* Exercise details:
Please return each line of the listing exactly as given.

* Given data:
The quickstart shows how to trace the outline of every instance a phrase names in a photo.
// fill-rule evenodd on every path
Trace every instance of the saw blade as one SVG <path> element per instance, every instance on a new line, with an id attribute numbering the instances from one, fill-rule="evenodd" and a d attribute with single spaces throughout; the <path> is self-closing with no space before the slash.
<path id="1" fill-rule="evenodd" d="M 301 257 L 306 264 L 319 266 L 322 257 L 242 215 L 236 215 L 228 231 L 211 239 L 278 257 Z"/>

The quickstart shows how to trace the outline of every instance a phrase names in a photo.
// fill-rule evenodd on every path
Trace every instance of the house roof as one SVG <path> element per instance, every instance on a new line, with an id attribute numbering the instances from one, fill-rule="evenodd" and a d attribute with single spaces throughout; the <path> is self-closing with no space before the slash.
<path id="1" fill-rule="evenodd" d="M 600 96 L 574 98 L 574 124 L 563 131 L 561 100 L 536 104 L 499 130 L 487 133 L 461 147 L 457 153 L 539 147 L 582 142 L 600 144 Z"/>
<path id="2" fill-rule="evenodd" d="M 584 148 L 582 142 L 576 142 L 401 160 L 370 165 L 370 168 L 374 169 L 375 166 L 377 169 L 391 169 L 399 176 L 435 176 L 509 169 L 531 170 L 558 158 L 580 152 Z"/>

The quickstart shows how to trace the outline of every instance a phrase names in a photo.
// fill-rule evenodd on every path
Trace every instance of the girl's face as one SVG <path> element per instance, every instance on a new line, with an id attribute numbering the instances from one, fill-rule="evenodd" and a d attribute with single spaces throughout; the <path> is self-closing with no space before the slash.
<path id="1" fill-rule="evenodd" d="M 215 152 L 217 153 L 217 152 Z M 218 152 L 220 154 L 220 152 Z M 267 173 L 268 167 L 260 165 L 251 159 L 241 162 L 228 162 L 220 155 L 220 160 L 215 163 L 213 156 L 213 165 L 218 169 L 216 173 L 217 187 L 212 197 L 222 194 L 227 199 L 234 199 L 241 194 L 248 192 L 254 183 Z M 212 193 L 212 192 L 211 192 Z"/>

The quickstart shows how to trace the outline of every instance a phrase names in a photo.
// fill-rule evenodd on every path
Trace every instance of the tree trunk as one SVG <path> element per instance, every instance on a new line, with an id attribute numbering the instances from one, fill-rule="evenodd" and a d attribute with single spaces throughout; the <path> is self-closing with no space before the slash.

* Written answer:
The quickstart shows how to trace the outline of every instance a phrase names in a photo.
// fill-rule evenodd on every path
Trace every instance of the saw blade as one SVG <path> element per instance, every instance on a new line, with an id attribute numbering the instances from one, fill-rule="evenodd" and a d attribute with single spaces throughout; the <path> is self-closing with no space before the slash.
<path id="1" fill-rule="evenodd" d="M 301 257 L 306 264 L 319 266 L 322 257 L 242 215 L 236 215 L 228 231 L 211 239 L 278 257 Z"/>

The quickstart shows how to trace the outline of every instance a phrase names in a photo.
// fill-rule evenodd on every path
Trace every instance of the house roof as one SVG <path> element per instance, every instance on a new line, with an id attribute numbering the instances from one, fill-rule="evenodd" and a d attribute with single spaces throughout; the <path> is self-closing with no space before the slash.
<path id="1" fill-rule="evenodd" d="M 600 96 L 574 98 L 574 124 L 563 131 L 561 100 L 536 104 L 499 130 L 487 133 L 461 147 L 457 153 L 539 147 L 582 142 L 600 144 Z"/>
<path id="2" fill-rule="evenodd" d="M 584 148 L 582 142 L 576 142 L 401 160 L 370 165 L 370 168 L 374 169 L 375 166 L 377 169 L 391 169 L 399 176 L 435 176 L 509 169 L 531 170 L 558 158 L 580 152 Z"/>

The quickstart shows how to trace the outline of every instance a phrase names in a photo.
// fill-rule evenodd on every path
Trace every instance of the girl's face as one SVG <path> element per instance, every instance on a new line, with an id attribute numbering the instances from one, fill-rule="evenodd" and a d attribute with single spaces throughout; the <path> is self-closing with no space before the slash.
<path id="1" fill-rule="evenodd" d="M 215 152 L 217 153 L 217 152 Z M 218 152 L 220 154 L 220 152 Z M 267 173 L 268 167 L 260 165 L 251 159 L 241 162 L 228 162 L 220 155 L 220 160 L 215 163 L 213 156 L 213 165 L 218 169 L 216 173 L 217 187 L 212 197 L 222 194 L 227 199 L 234 199 L 241 194 L 248 192 L 254 183 Z M 212 193 L 212 192 L 211 192 Z"/>

The quickstart shows how to trace the outline of every instance a phrase names in a photo.
// fill-rule evenodd on every path
Trace every instance of the tree trunk as one SVG <path> element per instance, every instance on a new line, with an id attribute numbering the instances from one, fill-rule="evenodd" and a d attribute with single spaces throughout; the <path> is self-closing with no space before the slash.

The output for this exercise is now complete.